── RECORD EXTRACTS ──

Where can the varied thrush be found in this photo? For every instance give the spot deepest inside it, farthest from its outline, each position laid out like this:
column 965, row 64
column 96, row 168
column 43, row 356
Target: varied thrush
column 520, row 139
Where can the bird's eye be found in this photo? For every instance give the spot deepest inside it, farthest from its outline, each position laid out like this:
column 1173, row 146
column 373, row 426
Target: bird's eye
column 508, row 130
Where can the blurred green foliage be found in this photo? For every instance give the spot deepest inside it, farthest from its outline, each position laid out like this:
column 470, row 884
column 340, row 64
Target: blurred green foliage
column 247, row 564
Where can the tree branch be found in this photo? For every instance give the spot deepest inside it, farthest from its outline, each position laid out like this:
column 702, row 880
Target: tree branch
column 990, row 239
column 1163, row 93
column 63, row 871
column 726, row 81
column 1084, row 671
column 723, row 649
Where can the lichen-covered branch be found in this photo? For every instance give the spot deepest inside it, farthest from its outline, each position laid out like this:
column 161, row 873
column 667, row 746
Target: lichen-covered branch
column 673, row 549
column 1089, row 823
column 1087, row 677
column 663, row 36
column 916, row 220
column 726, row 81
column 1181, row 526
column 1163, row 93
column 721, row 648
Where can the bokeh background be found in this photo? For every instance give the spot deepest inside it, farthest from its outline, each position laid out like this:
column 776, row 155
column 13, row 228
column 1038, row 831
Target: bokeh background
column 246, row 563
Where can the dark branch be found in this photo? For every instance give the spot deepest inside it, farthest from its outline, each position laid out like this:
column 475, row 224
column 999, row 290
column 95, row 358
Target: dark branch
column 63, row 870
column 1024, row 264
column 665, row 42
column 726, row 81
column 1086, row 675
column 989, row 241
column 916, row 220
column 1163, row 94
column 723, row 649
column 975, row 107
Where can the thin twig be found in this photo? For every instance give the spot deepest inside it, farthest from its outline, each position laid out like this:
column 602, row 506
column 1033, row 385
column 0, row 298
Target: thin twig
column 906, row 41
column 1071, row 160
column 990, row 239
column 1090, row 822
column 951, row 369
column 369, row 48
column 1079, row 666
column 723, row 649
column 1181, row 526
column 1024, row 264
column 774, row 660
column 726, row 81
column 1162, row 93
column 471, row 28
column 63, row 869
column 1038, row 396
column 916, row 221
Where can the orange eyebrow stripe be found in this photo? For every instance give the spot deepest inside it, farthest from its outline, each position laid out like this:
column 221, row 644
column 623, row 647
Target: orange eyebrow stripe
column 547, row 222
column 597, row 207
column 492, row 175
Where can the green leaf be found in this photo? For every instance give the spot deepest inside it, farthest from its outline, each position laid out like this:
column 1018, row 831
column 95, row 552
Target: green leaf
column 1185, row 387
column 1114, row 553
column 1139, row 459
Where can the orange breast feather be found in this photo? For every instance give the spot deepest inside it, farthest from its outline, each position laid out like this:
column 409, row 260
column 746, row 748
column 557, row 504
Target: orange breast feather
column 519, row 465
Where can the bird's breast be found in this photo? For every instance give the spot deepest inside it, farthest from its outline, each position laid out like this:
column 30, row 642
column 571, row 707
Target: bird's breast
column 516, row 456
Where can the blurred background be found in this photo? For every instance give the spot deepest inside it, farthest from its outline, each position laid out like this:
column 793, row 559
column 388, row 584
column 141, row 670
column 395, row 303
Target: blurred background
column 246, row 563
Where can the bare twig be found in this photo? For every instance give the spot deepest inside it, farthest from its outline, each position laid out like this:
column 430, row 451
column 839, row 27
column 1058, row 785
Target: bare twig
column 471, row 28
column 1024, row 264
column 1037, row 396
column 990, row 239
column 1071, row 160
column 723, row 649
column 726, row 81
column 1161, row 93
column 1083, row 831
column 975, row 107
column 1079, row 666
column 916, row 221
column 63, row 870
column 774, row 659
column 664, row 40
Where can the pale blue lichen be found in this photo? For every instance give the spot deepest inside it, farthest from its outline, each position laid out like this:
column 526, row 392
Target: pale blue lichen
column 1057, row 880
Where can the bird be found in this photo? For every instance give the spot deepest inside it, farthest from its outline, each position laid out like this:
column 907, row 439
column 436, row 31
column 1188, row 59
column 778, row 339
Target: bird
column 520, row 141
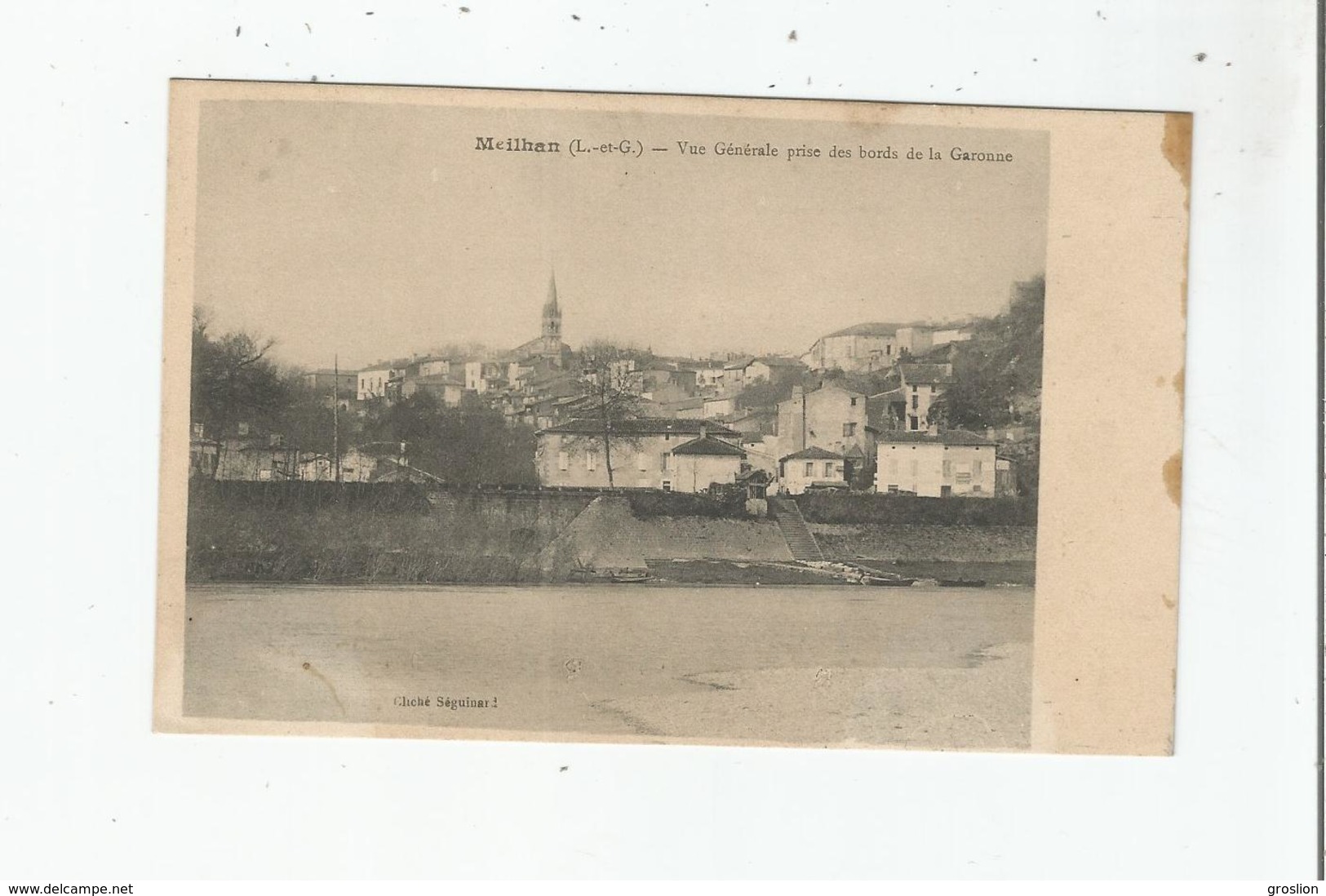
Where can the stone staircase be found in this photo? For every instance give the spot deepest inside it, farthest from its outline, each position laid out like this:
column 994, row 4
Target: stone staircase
column 795, row 530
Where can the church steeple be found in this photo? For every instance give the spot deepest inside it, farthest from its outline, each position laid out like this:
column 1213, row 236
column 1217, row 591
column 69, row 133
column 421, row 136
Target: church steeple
column 552, row 312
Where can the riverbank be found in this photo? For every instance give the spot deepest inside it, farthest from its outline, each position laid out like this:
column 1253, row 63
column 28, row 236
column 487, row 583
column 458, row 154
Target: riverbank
column 946, row 668
column 260, row 532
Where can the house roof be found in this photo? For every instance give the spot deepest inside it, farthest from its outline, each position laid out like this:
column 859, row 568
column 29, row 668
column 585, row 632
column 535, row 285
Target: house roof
column 685, row 405
column 438, row 379
column 645, row 427
column 813, row 452
column 866, row 329
column 947, row 437
column 710, row 446
column 926, row 373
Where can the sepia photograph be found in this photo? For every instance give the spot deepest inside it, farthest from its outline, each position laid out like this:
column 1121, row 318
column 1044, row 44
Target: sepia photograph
column 515, row 418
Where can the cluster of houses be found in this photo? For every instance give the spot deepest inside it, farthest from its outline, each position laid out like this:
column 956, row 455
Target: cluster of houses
column 694, row 423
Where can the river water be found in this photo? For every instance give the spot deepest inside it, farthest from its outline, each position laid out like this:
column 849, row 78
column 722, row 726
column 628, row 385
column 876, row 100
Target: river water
column 832, row 664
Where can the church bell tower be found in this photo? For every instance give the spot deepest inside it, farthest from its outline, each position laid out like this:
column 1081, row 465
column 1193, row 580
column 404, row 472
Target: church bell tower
column 552, row 313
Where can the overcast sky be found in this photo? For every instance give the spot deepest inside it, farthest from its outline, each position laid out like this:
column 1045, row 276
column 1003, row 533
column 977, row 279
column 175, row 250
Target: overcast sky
column 377, row 231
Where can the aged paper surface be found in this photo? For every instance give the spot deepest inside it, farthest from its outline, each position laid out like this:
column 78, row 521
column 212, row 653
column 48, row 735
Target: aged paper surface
column 670, row 419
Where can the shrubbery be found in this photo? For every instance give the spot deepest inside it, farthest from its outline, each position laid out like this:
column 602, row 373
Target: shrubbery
column 916, row 511
column 725, row 503
column 370, row 497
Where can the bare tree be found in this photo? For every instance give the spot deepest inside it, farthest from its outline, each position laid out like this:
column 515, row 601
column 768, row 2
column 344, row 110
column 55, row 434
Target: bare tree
column 233, row 382
column 610, row 384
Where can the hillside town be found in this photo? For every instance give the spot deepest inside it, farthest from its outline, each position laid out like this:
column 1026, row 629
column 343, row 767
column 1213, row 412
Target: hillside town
column 938, row 410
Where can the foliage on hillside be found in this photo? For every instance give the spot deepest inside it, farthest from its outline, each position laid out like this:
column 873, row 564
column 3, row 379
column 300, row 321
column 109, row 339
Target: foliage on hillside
column 471, row 443
column 997, row 380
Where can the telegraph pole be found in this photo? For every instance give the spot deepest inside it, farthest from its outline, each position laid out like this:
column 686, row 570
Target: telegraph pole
column 335, row 415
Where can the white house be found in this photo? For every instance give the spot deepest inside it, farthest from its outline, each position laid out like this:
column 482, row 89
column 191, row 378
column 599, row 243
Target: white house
column 643, row 454
column 434, row 366
column 831, row 418
column 812, row 467
column 377, row 380
column 704, row 462
column 938, row 465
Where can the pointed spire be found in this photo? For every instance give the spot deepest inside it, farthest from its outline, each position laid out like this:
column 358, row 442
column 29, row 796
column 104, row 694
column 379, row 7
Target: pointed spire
column 551, row 305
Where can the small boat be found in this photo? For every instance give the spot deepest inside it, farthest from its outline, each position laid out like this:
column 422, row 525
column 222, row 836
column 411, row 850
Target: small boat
column 887, row 581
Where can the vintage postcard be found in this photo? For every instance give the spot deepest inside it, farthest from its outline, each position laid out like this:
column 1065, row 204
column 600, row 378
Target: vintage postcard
column 568, row 416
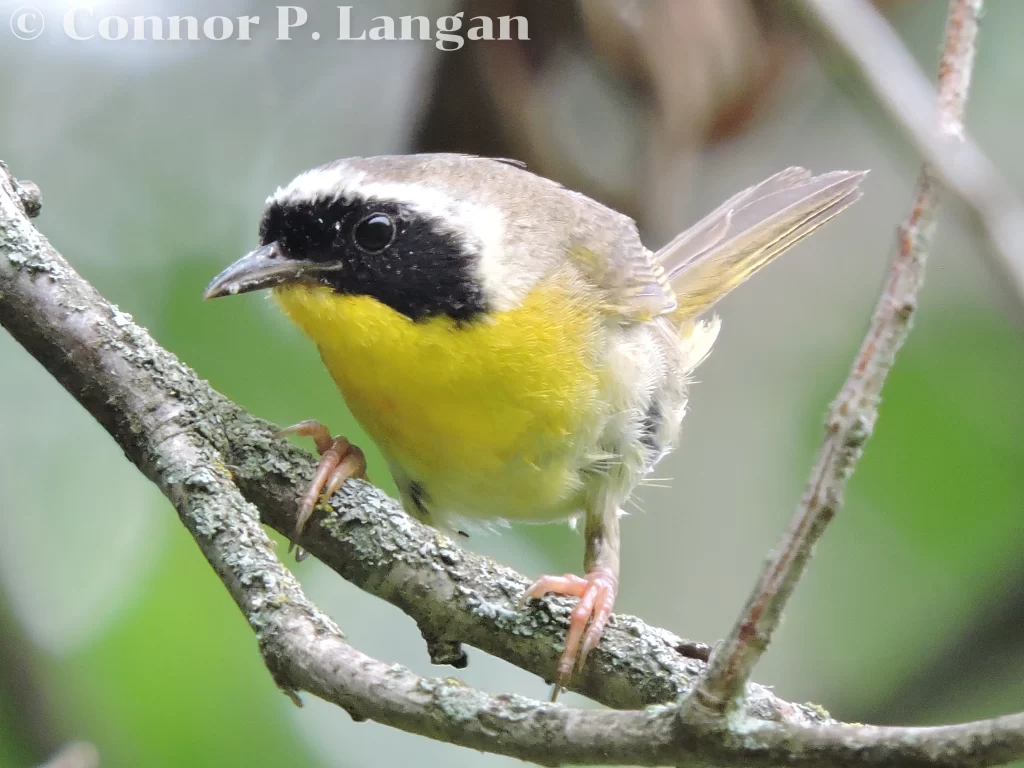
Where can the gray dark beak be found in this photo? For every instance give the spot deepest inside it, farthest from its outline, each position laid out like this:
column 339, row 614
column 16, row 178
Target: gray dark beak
column 265, row 267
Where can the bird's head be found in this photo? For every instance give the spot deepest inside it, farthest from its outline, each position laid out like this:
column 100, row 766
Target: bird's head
column 420, row 233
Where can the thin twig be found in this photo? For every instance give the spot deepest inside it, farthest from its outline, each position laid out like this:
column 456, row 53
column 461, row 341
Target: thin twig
column 200, row 449
column 887, row 69
column 853, row 414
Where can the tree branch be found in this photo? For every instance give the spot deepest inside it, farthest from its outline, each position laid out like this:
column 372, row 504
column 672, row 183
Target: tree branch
column 861, row 34
column 217, row 464
column 854, row 412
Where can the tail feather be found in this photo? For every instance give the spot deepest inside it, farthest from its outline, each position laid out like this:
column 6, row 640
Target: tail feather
column 748, row 231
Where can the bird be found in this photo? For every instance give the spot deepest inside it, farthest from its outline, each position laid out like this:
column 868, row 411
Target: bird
column 510, row 345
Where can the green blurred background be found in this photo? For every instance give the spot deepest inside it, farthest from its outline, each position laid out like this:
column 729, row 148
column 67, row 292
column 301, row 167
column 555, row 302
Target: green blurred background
column 155, row 160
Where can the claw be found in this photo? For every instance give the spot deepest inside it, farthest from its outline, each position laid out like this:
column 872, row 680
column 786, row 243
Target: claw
column 340, row 460
column 597, row 597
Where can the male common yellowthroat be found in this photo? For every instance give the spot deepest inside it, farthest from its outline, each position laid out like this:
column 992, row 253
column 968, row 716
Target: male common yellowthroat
column 510, row 345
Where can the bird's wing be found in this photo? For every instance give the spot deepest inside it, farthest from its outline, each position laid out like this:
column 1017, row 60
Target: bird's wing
column 748, row 231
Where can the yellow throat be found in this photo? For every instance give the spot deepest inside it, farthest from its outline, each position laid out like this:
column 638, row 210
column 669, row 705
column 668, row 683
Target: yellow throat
column 493, row 417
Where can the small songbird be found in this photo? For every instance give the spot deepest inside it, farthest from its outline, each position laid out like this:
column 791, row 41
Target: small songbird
column 511, row 346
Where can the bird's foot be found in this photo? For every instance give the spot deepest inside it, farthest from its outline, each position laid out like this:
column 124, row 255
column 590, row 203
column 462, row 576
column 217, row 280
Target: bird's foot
column 339, row 461
column 597, row 597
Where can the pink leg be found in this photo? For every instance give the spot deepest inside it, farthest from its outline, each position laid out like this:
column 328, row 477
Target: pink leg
column 596, row 591
column 339, row 461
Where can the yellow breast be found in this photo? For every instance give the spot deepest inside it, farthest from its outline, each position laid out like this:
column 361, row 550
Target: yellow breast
column 493, row 417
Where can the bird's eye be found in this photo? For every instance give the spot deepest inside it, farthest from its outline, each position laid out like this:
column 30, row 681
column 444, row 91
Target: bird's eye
column 374, row 232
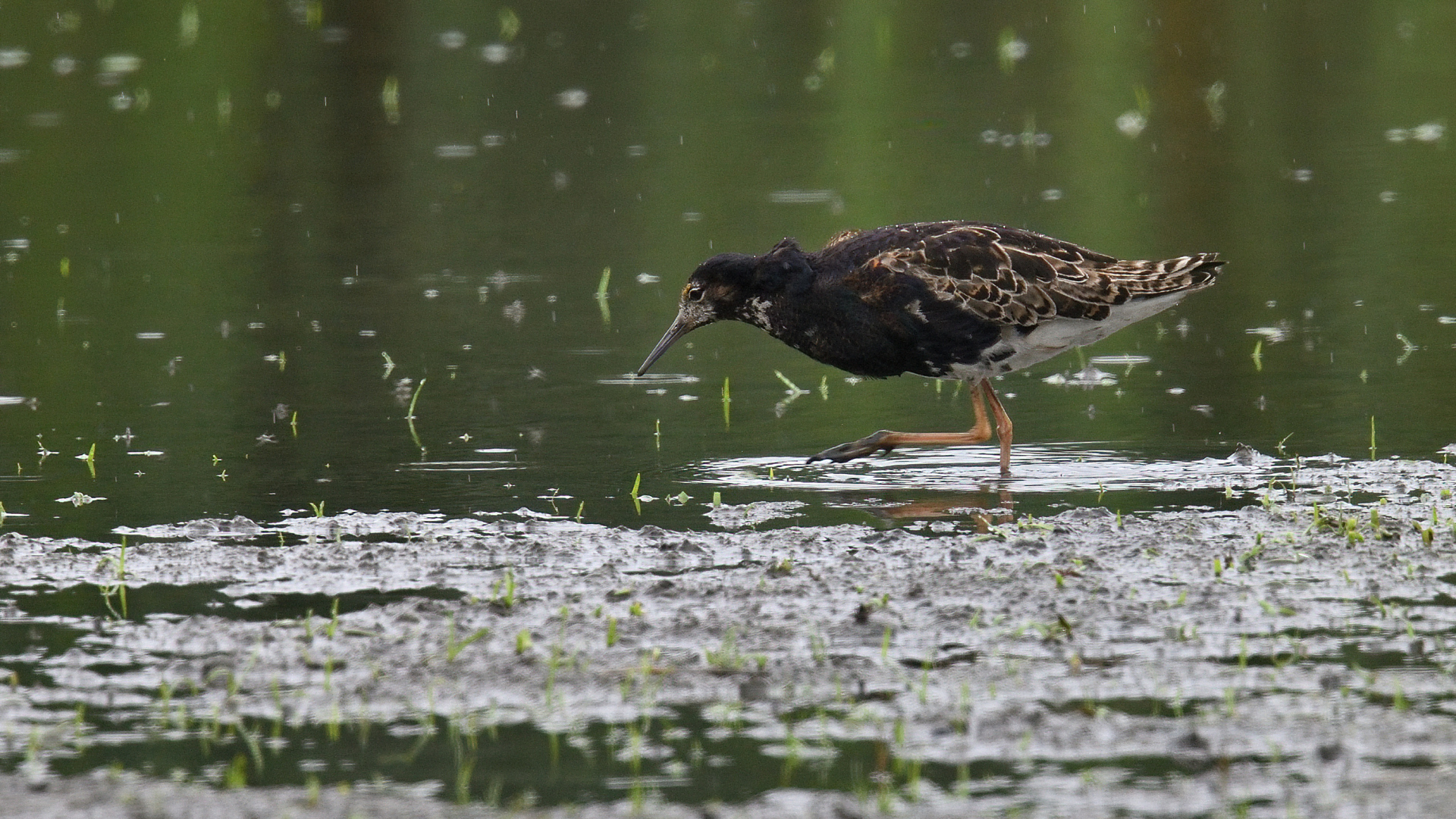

───

» AIM OF THE EXERCISE
Quote exactly the stretch of lines above that starts at the first one and ends at the line with "column 667, row 746", and nothing beyond it.

» THE COMPLETED TASK
Where can the varied thrush be found in this photo? For every instance give the spot deepest inside it, farthest from its outline, each position laid out like this:
column 965, row 64
column 96, row 168
column 43, row 356
Target: varied thrush
column 520, row 139
Where can the bird's eye be found in this photo? For every instance give the spot deepest inside it, farthest from its outline, each position laid out like this:
column 1173, row 146
column 373, row 426
Target: bird's eye
column 508, row 130
Where can the blurred green foliage be found in this photo? For every instance give the spot deepest inside it, farthest from its outline, each position laid out like this:
column 470, row 884
column 340, row 64
Target: blurred green foliage
column 247, row 564
Where can the tree branch be found in this photo? For every instance give the spot deepest inside it, farthest from its outline, each position laid out like this:
column 702, row 880
Target: tree branch
column 990, row 239
column 1163, row 93
column 63, row 871
column 726, row 81
column 1084, row 671
column 723, row 649
Where can the lichen-covered branch be found in this photo? For every instance give the spot deepest inside it, farthest from its outline, each position laid out like this:
column 161, row 873
column 667, row 746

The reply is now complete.